— BEGIN —

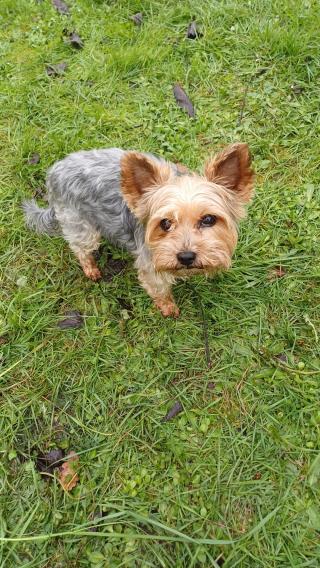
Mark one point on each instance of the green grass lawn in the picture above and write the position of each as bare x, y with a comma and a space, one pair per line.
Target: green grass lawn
234, 479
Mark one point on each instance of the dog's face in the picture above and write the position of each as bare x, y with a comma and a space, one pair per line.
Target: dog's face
190, 220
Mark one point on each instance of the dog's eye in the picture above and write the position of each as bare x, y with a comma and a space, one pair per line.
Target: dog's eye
165, 224
208, 221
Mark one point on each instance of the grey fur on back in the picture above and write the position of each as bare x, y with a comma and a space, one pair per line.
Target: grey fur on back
40, 220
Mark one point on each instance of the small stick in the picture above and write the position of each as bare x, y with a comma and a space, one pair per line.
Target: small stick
243, 102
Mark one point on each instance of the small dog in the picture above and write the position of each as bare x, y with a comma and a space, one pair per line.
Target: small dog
175, 223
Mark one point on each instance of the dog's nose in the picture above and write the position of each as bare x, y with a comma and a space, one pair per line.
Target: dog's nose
186, 258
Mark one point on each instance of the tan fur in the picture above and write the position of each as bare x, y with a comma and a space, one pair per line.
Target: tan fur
154, 193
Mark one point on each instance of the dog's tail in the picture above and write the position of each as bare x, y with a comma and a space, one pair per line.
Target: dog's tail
40, 220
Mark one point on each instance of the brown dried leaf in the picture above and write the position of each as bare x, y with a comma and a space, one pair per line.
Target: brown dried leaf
68, 476
74, 320
34, 159
61, 7
176, 409
137, 18
192, 31
56, 70
183, 100
75, 40
49, 461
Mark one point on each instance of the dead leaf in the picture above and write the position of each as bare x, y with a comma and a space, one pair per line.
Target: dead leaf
61, 7
176, 409
183, 100
192, 31
137, 18
34, 159
113, 268
56, 70
49, 461
68, 476
74, 320
75, 40
276, 272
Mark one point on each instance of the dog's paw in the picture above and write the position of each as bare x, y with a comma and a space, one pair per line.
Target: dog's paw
168, 309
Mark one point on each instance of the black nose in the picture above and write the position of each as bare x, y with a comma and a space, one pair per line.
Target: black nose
186, 258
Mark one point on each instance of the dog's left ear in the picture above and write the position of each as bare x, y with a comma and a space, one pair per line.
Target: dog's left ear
139, 174
232, 169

— END —

[EXERCISE BRIEF]
Convert the rows, starting with the line that contains "Mark one point on each instance of the dog's paw" and running through the end of the rows, into a JSON list of strings, with one string per line and blank lines left out.

[OUTPUT FOR THIS EXERCISE]
[
  "Mark one point on each instance of the dog's paw in the picture above and write the position of each as bare x, y with a comma and a space, one pair per line.",
  "Target: dog's paw",
  "168, 309",
  "Mark one point on each instance of the black nose in the picture above and write the position of each as bare x, y with a comma and a space, one pair per line.",
  "Target: black nose",
  "186, 258",
  "Mark one point on each instance of the dog's left ear in the picture above and write the position of each as bare x, y with a comma and a space, one pair per line.",
  "Target: dog's left ear",
  "139, 174",
  "232, 169"
]